Work task -
Return all of the material, keeping each line exactly as it is.
_ _ _ _ _
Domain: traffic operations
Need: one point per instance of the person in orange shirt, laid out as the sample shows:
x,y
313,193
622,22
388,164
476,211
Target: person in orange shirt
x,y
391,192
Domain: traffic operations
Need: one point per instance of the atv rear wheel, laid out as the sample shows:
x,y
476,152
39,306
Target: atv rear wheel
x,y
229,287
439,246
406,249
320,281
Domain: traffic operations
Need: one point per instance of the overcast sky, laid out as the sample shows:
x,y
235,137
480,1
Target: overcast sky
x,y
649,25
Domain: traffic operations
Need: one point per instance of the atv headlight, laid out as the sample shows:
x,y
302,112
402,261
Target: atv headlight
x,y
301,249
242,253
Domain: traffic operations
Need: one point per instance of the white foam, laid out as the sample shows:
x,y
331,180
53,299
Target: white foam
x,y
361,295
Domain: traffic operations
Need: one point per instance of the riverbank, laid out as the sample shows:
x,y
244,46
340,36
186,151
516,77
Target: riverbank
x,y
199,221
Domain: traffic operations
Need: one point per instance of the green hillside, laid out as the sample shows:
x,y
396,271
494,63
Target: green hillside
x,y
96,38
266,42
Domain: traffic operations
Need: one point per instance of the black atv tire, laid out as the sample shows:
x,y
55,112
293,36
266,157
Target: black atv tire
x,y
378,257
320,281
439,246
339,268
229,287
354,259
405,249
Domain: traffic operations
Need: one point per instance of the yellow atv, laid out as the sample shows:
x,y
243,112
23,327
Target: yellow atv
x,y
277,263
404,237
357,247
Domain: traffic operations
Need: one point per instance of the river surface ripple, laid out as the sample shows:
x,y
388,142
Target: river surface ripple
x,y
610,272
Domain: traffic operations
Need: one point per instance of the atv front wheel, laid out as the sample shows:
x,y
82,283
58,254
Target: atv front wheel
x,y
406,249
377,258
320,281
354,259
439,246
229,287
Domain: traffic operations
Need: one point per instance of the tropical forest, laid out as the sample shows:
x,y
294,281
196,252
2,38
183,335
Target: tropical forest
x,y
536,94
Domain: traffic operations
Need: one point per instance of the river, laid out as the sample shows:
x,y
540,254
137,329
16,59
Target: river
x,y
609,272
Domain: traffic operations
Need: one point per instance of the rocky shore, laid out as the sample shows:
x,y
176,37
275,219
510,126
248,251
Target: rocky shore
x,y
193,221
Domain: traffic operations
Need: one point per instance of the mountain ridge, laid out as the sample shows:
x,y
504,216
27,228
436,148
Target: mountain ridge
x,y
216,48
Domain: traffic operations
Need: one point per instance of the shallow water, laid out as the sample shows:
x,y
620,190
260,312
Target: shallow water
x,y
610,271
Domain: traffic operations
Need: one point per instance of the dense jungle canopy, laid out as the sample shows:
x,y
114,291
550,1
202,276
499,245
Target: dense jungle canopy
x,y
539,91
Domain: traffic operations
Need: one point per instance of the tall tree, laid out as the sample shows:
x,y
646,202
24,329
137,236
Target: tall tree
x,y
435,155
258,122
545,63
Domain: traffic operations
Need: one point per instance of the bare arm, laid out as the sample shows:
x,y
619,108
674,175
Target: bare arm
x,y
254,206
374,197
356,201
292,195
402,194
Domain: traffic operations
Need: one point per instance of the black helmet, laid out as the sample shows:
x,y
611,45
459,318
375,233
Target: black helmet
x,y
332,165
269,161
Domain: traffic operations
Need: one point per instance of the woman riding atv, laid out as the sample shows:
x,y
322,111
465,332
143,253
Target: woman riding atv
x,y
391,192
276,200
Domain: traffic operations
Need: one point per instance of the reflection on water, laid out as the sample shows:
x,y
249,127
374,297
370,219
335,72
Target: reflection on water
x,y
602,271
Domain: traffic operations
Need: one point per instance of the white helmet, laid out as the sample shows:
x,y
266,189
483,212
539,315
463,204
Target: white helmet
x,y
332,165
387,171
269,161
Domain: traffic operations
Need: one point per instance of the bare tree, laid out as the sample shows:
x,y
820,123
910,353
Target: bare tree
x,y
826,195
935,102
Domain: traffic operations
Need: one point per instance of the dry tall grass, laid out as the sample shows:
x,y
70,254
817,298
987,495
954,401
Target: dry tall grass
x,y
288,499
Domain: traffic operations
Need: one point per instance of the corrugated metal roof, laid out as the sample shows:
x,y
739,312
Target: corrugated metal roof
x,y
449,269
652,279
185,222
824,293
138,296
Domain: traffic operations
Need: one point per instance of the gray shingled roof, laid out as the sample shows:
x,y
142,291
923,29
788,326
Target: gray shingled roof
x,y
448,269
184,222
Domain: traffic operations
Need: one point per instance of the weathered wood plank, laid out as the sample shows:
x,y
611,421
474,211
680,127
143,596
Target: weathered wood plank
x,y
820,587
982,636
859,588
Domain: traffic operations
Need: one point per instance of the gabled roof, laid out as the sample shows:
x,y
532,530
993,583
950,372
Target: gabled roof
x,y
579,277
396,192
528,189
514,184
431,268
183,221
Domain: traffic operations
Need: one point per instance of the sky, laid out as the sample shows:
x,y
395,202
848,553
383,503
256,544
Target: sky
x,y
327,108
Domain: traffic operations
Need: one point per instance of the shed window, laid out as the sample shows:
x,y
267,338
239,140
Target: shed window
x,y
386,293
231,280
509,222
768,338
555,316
_ _ _ _ _
Response area -
Domain: traffic operations
Need: one point per instance of the person in orange shirt, laid out as the sample shows:
x,y
313,193
622,22
388,164
476,211
Target: person in orange shirt
x,y
391,192
Domain: traffic operations
Need: one point per instance of the atv rear wheel, laid out as the sample shows:
x,y
476,152
39,306
Target: atv rear wheel
x,y
229,287
439,246
406,249
320,281
Domain: traffic operations
Need: one point per instance of the overcast sky, laid out as the sample shows:
x,y
235,137
480,1
Target: overcast sky
x,y
649,25
Domain: traffic operations
Need: one point per instance of the atv headlight, laid out as the sample shows:
x,y
302,112
402,261
Target: atv headlight
x,y
301,249
242,253
Domain: traffic operations
Need: one point per instance of the white foam, laid out as the sample shows:
x,y
331,180
53,299
Target: white foam
x,y
361,295
Domain: traffic operations
Need: one point per instance of the riverbank, laid out as the sample shows:
x,y
244,46
340,36
186,151
516,77
Target: riverbank
x,y
199,221
Domain: traffic operations
Need: one point per instance of the green hillside, laid out as the sample shows:
x,y
396,271
494,63
Target: green hillside
x,y
96,38
266,42
Domain: traffic operations
Need: one point per instance of the black atv tire, laid out as the sample shows:
x,y
55,112
293,36
266,157
Target: black atv tire
x,y
378,257
320,281
439,246
339,268
229,287
354,259
405,249
Domain: traffic operations
Need: one point per instance of the yellow atv, laid out as the sample shows:
x,y
243,112
23,327
Target: yellow atv
x,y
277,263
404,237
357,247
Domain: traffic operations
Need: one point per instance of the river surface ripple, laid out as the sample shows:
x,y
388,142
Target: river surface ripple
x,y
610,272
Domain: traffic operations
Need: one point per instance of the atv front wheel, laid out as the sample shows:
x,y
82,283
58,254
Target: atv front wheel
x,y
406,249
377,258
320,281
354,259
439,246
229,287
Domain: traffic operations
Need: one point per instance of the tropical forest, laid out as the sample shows:
x,y
294,281
196,252
2,38
183,335
Target: tropical forest
x,y
536,94
Domain: traffic operations
Need: one point per instance of the river, laid out as the sample shows:
x,y
540,254
137,329
16,59
Target: river
x,y
609,272
Domain: traffic operations
Need: one point per instance of the rocky shore, laid out as the sample shows:
x,y
176,37
275,219
510,126
248,251
Target: rocky shore
x,y
193,221
Domain: traffic operations
Need: one point per instance of the mountain ridge, laid out as the sample shows:
x,y
504,216
27,228
436,148
Target: mountain ridge
x,y
216,48
Domain: traffic operations
Need: one point per instance of the shallow water, laid out as the sample shows:
x,y
620,190
260,312
Target: shallow water
x,y
610,271
Domain: traffic operations
Need: one point per instance of the dense jungle canopy, laid out as the sample shows:
x,y
114,291
550,1
202,276
499,245
Target: dense jungle canopy
x,y
539,91
Domain: traffic operations
Need: one point per instance of the tall tree, laid out as the sample shows:
x,y
646,202
24,329
137,236
Target: tall tree
x,y
435,155
258,122
545,63
Domain: traffic operations
Need: one point per instance of the bare arm, laid out as the sample shows:
x,y
619,108
674,175
Target: bare arm
x,y
254,206
374,197
356,201
292,195
402,194
Domain: traffic operations
Need: one point per instance of the black helmet, laid out as the sample shows:
x,y
611,45
459,318
375,233
Target: black helmet
x,y
332,165
269,161
Domain: traffic operations
Need: one point per instance of the woman riding atv, laid out as the sample shows:
x,y
322,111
465,332
143,253
Target: woman riding atv
x,y
391,192
276,200
Domain: traffic operations
Need: one point per instance of the reflection on water, laid out as the sample shows:
x,y
249,127
374,297
370,219
335,72
Target: reflection on water
x,y
602,271
Domain: traffic operations
Need: one point per instance of the white helmet, laid out as the sample shows:
x,y
266,189
483,212
539,315
463,204
Target: white helmet
x,y
332,165
387,171
269,161
Domain: traffic operations
Need: one point per instance of the bare tree, laid out as the sample shows:
x,y
820,123
910,353
Target: bare tree
x,y
826,195
935,102
Domain: traffic operations
Need: one point per instance of the dry tall grass, laid out as the sample shows:
x,y
70,254
817,298
987,495
954,401
Target: dry tall grass
x,y
288,499
Domain: traffic operations
Need: one point per instance of the corrugated metal roof, laid out as the sample shows:
x,y
739,312
Target: corrugated metal roof
x,y
449,269
652,279
185,222
824,293
138,296
Domain: traffic operations
Need: one point per instance of the gray shingled roof, laid out as the sample shows:
x,y
142,291
923,29
788,326
Target: gray shingled roof
x,y
448,269
184,222
Domain: traffic operations
Need: one point per instance of the weathered wood plank, laid out as the sample shows:
x,y
611,421
474,211
680,127
143,596
Target: weathered wood plank
x,y
820,587
982,636
859,588
Domain: traffic operations
Need: one point per instance of the gabled roof, laid out as the sample shows:
x,y
532,530
993,583
950,372
Target: gabled roof
x,y
579,277
396,192
528,189
514,184
431,268
183,221
Domain: traffic operations
Need: one point per instance of the sky, laid out as the sample shows:
x,y
395,202
848,553
383,503
256,544
Target: sky
x,y
327,108
Domain: traffic operations
Need: one point per instance of the shed window, laid out as the sample shows:
x,y
267,338
239,140
Target: shed window
x,y
386,293
231,280
509,222
768,338
555,316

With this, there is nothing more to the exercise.